(Lines of data)
++++++++++++++++++++

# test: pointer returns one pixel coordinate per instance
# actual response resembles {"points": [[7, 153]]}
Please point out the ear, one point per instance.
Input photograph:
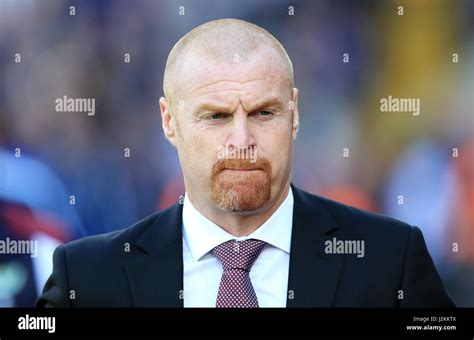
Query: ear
{"points": [[168, 122], [296, 117]]}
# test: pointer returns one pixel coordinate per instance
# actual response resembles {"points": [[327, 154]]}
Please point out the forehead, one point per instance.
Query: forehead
{"points": [[205, 77]]}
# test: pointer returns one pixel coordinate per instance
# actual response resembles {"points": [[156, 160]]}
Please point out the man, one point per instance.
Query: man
{"points": [[244, 236]]}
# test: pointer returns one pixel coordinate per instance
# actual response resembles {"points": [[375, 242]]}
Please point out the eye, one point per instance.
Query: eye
{"points": [[216, 116]]}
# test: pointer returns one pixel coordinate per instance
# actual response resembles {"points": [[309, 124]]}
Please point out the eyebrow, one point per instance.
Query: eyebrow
{"points": [[270, 102]]}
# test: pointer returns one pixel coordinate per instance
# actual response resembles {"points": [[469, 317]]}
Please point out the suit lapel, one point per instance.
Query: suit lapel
{"points": [[313, 274], [156, 275]]}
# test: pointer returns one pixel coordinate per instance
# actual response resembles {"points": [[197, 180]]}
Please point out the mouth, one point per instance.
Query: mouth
{"points": [[244, 170]]}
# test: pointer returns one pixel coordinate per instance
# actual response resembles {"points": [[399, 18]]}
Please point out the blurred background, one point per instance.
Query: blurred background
{"points": [[66, 175]]}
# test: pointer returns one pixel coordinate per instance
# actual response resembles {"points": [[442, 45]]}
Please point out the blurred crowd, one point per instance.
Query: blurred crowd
{"points": [[67, 175]]}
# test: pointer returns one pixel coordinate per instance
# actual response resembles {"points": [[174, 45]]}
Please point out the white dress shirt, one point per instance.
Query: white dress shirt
{"points": [[203, 270]]}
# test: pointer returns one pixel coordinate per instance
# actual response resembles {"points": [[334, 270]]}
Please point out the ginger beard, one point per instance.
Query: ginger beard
{"points": [[240, 185]]}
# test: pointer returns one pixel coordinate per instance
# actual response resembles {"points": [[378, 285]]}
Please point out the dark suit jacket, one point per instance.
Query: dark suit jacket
{"points": [[98, 271]]}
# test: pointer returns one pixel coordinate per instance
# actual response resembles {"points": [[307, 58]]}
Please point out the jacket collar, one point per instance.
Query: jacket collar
{"points": [[156, 277]]}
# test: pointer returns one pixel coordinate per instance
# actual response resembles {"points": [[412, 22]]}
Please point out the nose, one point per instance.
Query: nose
{"points": [[241, 136]]}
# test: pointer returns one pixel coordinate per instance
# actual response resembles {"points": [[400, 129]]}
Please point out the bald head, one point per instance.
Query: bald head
{"points": [[226, 41]]}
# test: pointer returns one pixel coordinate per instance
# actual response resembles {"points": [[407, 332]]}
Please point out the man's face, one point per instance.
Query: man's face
{"points": [[234, 125]]}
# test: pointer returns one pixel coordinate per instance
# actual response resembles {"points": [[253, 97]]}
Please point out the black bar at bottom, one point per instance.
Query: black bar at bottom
{"points": [[82, 322]]}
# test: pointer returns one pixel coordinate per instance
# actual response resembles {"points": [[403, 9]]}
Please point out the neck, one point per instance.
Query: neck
{"points": [[242, 224]]}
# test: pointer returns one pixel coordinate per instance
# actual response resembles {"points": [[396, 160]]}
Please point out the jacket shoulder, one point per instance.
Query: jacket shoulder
{"points": [[357, 221]]}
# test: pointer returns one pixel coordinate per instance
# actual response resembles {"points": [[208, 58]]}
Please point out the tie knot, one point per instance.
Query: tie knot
{"points": [[238, 254]]}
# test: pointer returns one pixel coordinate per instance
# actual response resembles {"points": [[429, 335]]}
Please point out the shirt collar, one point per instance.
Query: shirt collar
{"points": [[202, 235]]}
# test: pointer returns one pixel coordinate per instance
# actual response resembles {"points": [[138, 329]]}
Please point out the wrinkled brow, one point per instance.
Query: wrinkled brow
{"points": [[273, 102]]}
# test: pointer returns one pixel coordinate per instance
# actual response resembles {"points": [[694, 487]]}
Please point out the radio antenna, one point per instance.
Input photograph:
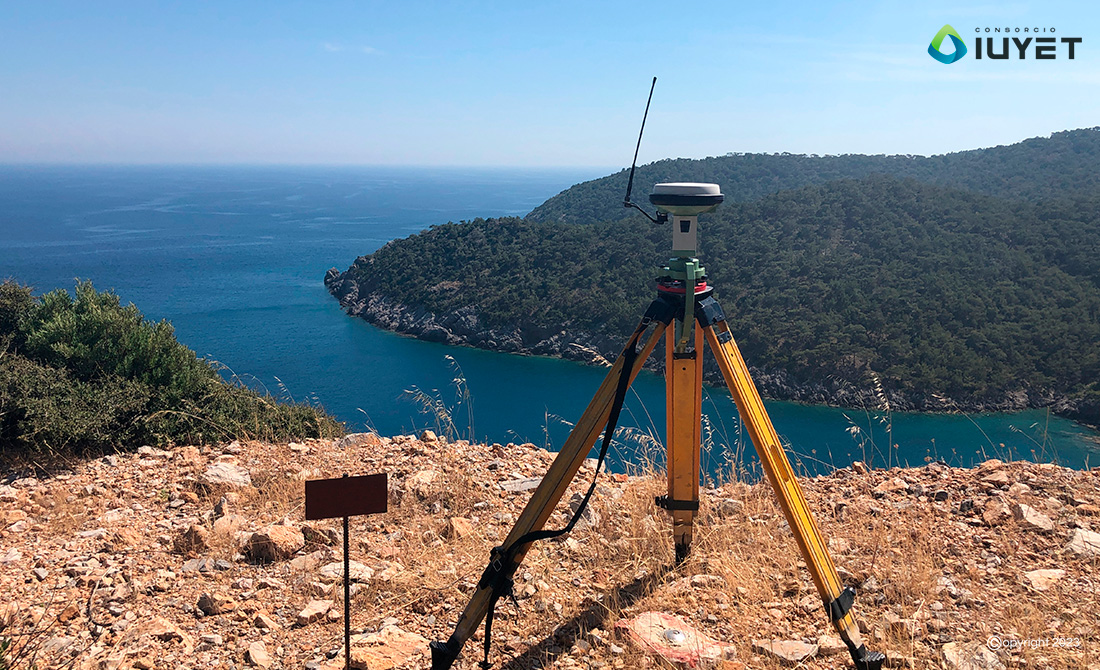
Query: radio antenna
{"points": [[629, 184]]}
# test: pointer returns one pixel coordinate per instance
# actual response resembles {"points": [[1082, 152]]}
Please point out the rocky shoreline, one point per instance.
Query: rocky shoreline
{"points": [[845, 387]]}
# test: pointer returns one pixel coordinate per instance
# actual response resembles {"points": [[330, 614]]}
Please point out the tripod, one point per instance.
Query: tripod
{"points": [[686, 315]]}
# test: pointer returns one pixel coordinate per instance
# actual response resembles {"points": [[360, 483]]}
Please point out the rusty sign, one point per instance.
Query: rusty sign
{"points": [[345, 496]]}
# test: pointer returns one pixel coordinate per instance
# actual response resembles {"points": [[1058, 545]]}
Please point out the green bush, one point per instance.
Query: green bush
{"points": [[86, 374]]}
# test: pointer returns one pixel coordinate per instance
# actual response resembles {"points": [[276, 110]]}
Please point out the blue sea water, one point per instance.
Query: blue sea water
{"points": [[234, 257]]}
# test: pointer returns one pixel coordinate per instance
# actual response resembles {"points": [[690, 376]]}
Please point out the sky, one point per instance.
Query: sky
{"points": [[523, 84]]}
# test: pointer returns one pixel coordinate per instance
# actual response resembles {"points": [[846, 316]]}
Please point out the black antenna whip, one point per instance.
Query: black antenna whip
{"points": [[629, 184]]}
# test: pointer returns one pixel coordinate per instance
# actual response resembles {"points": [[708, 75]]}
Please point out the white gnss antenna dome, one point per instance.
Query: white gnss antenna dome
{"points": [[684, 200]]}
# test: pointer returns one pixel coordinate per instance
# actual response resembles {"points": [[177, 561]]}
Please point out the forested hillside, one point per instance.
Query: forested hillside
{"points": [[988, 295], [1062, 165]]}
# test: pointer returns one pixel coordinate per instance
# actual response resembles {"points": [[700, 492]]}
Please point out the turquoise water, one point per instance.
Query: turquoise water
{"points": [[234, 259]]}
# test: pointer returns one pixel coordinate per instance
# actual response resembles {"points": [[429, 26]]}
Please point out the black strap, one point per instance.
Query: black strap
{"points": [[843, 603], [667, 503], [501, 559]]}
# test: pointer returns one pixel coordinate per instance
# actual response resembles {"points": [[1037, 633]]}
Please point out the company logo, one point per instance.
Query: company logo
{"points": [[947, 31]]}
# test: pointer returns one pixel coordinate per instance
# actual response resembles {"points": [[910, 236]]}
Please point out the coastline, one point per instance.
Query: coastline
{"points": [[846, 388]]}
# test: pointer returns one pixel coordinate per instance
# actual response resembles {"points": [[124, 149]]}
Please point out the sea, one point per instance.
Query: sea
{"points": [[234, 259]]}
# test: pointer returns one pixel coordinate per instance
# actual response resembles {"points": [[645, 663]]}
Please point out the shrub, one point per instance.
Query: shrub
{"points": [[86, 373]]}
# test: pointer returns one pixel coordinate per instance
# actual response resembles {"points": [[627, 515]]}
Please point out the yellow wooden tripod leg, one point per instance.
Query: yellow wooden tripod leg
{"points": [[836, 599], [554, 483], [683, 391]]}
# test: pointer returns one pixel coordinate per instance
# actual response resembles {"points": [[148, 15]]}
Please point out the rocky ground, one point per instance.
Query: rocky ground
{"points": [[200, 558]]}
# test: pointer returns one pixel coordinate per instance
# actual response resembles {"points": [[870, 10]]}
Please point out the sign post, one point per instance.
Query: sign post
{"points": [[345, 496]]}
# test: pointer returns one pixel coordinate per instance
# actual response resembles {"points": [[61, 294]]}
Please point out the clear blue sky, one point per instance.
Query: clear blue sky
{"points": [[532, 84]]}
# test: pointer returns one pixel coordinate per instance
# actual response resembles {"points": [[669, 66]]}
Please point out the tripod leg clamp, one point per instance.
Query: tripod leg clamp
{"points": [[443, 654], [839, 607], [866, 659], [663, 502]]}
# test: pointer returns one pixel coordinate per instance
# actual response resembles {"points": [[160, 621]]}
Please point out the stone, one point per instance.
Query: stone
{"points": [[1085, 542], [1018, 490], [831, 645], [1031, 518], [274, 544], [215, 604], [892, 485], [459, 528], [165, 630], [1042, 580], [994, 513], [673, 639], [229, 525], [707, 581], [424, 484], [257, 655], [959, 657], [356, 572], [69, 613], [790, 652], [314, 612], [227, 474], [195, 539], [521, 485], [728, 507], [387, 648]]}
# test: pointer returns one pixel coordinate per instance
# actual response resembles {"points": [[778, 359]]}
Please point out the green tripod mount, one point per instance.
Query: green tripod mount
{"points": [[686, 315]]}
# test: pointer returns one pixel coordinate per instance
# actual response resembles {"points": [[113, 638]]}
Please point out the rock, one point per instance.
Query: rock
{"points": [[229, 525], [422, 484], [314, 612], [227, 474], [1085, 542], [1041, 580], [215, 604], [69, 613], [459, 528], [728, 507], [790, 652], [891, 485], [274, 544], [831, 645], [257, 655], [672, 639], [958, 657], [356, 572], [1018, 490], [994, 513], [195, 539], [387, 648], [521, 485], [1031, 518], [706, 581]]}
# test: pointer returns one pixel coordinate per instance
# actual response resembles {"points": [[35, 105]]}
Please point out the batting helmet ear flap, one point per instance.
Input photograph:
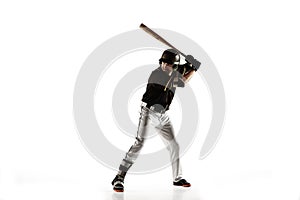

++++++++++++++++++++

• **GOAL**
List every line in the material above that contains the word "whip".

• **RESPONSE BELOW**
Please point out the black antenna whip, one point per instance.
Query: black antenna whip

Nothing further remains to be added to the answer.